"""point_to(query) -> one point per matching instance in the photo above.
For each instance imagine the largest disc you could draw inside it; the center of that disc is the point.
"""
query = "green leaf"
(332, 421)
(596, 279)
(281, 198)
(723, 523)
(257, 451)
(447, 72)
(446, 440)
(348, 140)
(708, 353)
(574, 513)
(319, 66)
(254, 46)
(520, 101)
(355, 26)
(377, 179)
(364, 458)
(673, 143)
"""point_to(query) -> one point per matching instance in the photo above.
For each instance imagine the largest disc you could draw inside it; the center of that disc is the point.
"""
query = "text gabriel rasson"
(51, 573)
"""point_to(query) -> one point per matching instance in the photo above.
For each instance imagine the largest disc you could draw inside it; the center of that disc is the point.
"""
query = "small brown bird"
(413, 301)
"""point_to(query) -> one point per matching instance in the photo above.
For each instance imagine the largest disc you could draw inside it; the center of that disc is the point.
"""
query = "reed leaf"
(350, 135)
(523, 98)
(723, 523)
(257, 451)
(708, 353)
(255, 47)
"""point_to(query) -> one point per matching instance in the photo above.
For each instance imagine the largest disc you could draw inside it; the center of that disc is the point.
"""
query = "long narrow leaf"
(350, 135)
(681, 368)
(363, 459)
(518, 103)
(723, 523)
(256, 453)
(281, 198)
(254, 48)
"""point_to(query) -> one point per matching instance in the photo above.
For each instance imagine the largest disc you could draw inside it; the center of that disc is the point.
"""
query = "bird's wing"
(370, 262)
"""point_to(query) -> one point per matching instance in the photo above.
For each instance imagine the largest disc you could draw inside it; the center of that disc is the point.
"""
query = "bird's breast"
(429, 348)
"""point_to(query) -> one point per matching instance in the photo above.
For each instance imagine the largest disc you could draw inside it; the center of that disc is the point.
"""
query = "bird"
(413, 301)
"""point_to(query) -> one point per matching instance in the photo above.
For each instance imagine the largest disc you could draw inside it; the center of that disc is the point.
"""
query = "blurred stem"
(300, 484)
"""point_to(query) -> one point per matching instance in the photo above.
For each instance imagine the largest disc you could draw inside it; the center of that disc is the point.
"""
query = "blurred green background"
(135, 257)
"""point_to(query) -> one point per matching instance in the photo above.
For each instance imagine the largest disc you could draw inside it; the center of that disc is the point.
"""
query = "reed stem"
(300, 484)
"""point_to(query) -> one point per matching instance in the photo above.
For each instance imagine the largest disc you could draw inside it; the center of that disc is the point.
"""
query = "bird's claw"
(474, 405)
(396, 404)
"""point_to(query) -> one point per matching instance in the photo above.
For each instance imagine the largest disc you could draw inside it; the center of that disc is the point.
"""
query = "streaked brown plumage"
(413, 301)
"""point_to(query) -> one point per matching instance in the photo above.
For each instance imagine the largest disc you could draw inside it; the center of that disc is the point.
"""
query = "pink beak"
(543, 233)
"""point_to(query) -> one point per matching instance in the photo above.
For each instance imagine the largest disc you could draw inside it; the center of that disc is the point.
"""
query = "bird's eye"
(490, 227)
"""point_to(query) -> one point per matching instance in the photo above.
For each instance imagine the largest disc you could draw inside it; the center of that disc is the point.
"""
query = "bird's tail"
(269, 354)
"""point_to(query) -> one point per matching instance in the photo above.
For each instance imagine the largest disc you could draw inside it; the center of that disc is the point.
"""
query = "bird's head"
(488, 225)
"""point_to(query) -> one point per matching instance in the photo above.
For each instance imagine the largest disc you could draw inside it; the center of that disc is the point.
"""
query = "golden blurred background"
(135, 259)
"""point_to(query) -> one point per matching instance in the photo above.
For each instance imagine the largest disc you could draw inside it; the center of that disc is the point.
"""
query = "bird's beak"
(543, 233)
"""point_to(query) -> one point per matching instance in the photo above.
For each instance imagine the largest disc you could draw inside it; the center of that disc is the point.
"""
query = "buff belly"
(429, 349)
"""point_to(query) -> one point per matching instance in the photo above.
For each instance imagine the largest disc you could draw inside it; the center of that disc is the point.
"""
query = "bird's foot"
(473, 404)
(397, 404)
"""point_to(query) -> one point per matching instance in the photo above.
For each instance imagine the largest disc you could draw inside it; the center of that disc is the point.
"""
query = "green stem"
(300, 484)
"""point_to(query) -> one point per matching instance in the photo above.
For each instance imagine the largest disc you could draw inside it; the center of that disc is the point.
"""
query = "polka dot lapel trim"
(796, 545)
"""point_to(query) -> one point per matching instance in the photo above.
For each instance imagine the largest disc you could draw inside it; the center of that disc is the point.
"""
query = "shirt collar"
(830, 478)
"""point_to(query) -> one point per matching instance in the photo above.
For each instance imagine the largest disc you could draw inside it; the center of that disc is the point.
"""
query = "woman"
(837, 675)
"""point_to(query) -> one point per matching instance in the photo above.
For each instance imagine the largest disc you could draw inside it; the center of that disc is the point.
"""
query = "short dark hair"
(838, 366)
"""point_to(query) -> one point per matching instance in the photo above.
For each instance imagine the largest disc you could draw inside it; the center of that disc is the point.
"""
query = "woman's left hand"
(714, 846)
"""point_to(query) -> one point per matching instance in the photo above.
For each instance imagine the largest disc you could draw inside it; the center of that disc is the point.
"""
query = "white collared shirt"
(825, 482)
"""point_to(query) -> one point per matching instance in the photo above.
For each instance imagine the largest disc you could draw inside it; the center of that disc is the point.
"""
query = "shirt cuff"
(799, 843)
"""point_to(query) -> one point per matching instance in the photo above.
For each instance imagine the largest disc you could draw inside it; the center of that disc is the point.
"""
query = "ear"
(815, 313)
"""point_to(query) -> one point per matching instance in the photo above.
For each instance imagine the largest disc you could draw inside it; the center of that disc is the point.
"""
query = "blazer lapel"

PROBLEM DESCRIPTION:
Extract all lines as given.

ANSWER TO THE TASK:
"""point_to(query) -> one point per matching instance in the photo above.
For each instance imagine the largest disc you could draw inside it; the center of that disc is the point.
"""
query = "green leaf"
(332, 421)
(596, 279)
(281, 198)
(723, 523)
(257, 451)
(447, 72)
(446, 440)
(348, 140)
(708, 353)
(574, 513)
(319, 66)
(254, 46)
(520, 101)
(355, 26)
(377, 179)
(364, 458)
(673, 143)
"""point_to(query) -> one point per matching instance in the photo above.
For each instance imagine the largest disc you could draw inside it; the center of that disc is the point.
"""
query = "text gabriel rasson"
(51, 573)
"""point_to(query) -> one point per matching instance in the photo above.
For each instance imagine the largest disc you could draw inside it; the center of that disc is the point.
"""
query = "small brown bird"
(413, 301)
"""point_to(query) -> one point per matching instance in the photo above.
For each instance imagine the largest disc you could draw inside it; the center of that disc is the point.
"""
query = "reed leaf"
(350, 135)
(523, 98)
(723, 523)
(257, 451)
(708, 353)
(255, 47)
"""point_to(query) -> one point per matching instance in the photo above.
For each instance imagine the largest disc you could draw inside it; the center of that disc is the point.
"""
query = "long narrow leaf"
(350, 135)
(681, 368)
(363, 459)
(518, 103)
(723, 523)
(256, 453)
(281, 198)
(254, 48)
"""point_to(query) -> one point per matching instance in the photo above.
For each instance imagine the largest disc you could draw inside it; the center of that disc is the point.
"""
query = "bird's wing"
(370, 262)
"""point_to(query) -> one point per matching instance in the photo above.
For each instance imagine the largest disc you could draw inside it; the center of that disc is the point.
"""
query = "bird's breast"
(429, 348)
"""point_to(query) -> one point per matching instance in the photo above.
For each instance imagine the largest disc you could draw inside it; the center of that disc is the point.
"""
query = "bird"
(413, 301)
"""point_to(query) -> one point per matching instance in the photo above.
For each instance imagine the largest disc you could draw inside it; the center of that disc is the point.
"""
query = "blurred stem"
(300, 484)
"""point_to(query) -> one point per matching instance in the photo above.
For each instance imagine the largest disc you could draw inside it; the center of that disc is the point.
"""
query = "blurred green background"
(135, 257)
"""point_to(query) -> one point per matching instance in the photo above.
For each instance imagine the largest disc you could draw inside it; the center of that disc is the point.
"""
query = "reed stem"
(300, 484)
"""point_to(query) -> one point per matching instance in the photo above.
For each instance imagine the largest disc you could draw inside it; the center of that disc is the point.
"""
query = "bird's claw"
(474, 405)
(396, 404)
"""point_to(query) -> one point per matching instance in the photo above.
For each instance imagine the largest disc you could draw inside it; the center of that disc is the point.
"""
query = "streaked brown plumage"
(413, 301)
"""point_to(query) -> one point per matching instance in the photo above.
For each instance imagine the largest disc you could draw inside it; the center of that disc is the point.
"""
query = "pink beak"
(543, 233)
"""point_to(query) -> one point per matching instance in the photo above.
For each instance imagine the largest disc you could draw inside it; the center of that disc is the point.
"""
query = "bird's eye"
(490, 227)
"""point_to(query) -> one point per matching instance in the photo above.
For each instance imagine the largest disc you could draw inside it; the center of that disc is the point.
"""
query = "bird's tail"
(269, 354)
"""point_to(query) -> one point per matching instance in the photo above.
For each instance imagine the largest disc you could draw inside it; the center of that disc is the point.
"""
query = "bird's head"
(488, 225)
"""point_to(query) -> one point per matching instance in the photo above.
For each instance imagine the largest disc you could draw inside it; the center of that disc is the point.
"""
query = "golden blurred background"
(135, 259)
"""point_to(query) -> one point per matching instance in the photo above.
For each instance imagine the largest disc you could draw inside it; the center of that disc is the point.
"""
query = "bird's beak"
(543, 233)
"""point_to(query) -> one point per matching instance in the photo above.
For each instance imagine the largest disc you could draw inside it; the center of that disc is the point.
"""
query = "buff belly"
(429, 349)
"""point_to(query) -> one point per matching instance in the photo above.
For each instance imagine the largest disc you could draw inside it; the center of that disc is the point.
"""
query = "bird's foot"
(473, 404)
(397, 404)
"""point_to(query) -> one point per matching instance in the photo above.
For each instance imagine the largest disc you could draw inside it; the center of that disc is the point.
"""
query = "green stem"
(300, 484)
"""point_to(query) -> one point per matching instance in the photo above.
For each instance imagine the largest disc you could draw inside it; the center of that disc is the point.
"""
query = "polka dot lapel trim"
(796, 545)
"""point_to(query) -> one point per matching instance in the photo above.
For each instance imagine the largest disc you could draw inside it; the center of that disc is the point.
"""
query = "shirt collar"
(830, 478)
"""point_to(query) -> one point per matching instance in the photo above.
For each instance imagine the largest disc you could draw inside it; the center of that disc is the point.
"""
query = "woman"
(837, 675)
"""point_to(query) -> one point per matching instance in the photo above.
For each instance imagine the largest disc you could draw inside it; the center of that disc is the point.
"""
query = "short dark hair"
(838, 366)
"""point_to(query) -> one point per matching instance in the photo above.
For each instance imagine the largest disc you could draw inside it; the center of that disc is the point.
"""
query = "woman's left hand"
(714, 846)
"""point_to(query) -> one point per matching instance in the photo above.
For each instance imagine the largest disc you could draw inside it; the center of that disc is the point.
"""
query = "white collared shirt"
(825, 482)
"""point_to(query) -> one point per matching instance in the photo above.
For each instance imagine the largest disc you could draw inside it; the center of that disc is the point.
"""
query = "shirt cuff"
(799, 843)
"""point_to(query) -> one point per matching instance in the photo above.
For each instance imagine the largest disc you could draw inside it; the center of that disc is the point.
"""
query = "ear"
(815, 313)
"""point_to(query) -> one point per matching instance in the photo above.
For each instance imagine the largest disc you could draw inside it; the center of that disc is the point.
"""
query = "blazer lapel"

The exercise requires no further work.